### [Vorgegebener Text]
Das LSG Baden-Württemberg verurteilte das Sozialamt im Berufungsverfahren zur Übernahme der ungedeckten Heimkosten ab 17.10.2019. Es stellte fest, dass das Sozialamt mit Schreiben vom 21.10.2019 eine Kenntniserlangung ab 17.10.2019 bestätigt habe. Die Kenntnis vom Bedarfsfall solle einen niedrigschwelligen Zugang zur Sozialhilfe gewährleisten. Sozialhilfe soll Menschen in Not einen einfachen Zugang zu lebensnotwendigen Leistungen bieten. Auch wenn das Sozialamt noch nicht in die Lage gewesen sei, die Voraussetzungen für die Leistungen abschließend zu prüfen, seien diese dennoch ab Kenntniserlangung zu erbringen.

### [Datenabschnitt]
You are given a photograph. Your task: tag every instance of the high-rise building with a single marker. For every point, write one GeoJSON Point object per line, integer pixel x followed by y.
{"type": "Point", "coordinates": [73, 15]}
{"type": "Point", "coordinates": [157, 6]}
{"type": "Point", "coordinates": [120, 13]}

### [Die Aufgabe]
Knüpfe an den letzten Satz des Textes zum Urteil des LSG Baden-Württemberg über die ungedeckten Heimkosten an und schreibe ihn weiter.

### [Lösung der Aufgabe]
Rechtliche Grundlage für die Gerichtsentscheidung ist § 18 Sozialgesetzbuch (SGB) XII, wonach Sozialhilfe einsetzt, sobald dem Träger der Sozialhilfe oder den von ihm beauftragten Stellen bekannt wird, dass die Voraussetzungen vorliegen.

Eine Revision wurde nicht zugelassen.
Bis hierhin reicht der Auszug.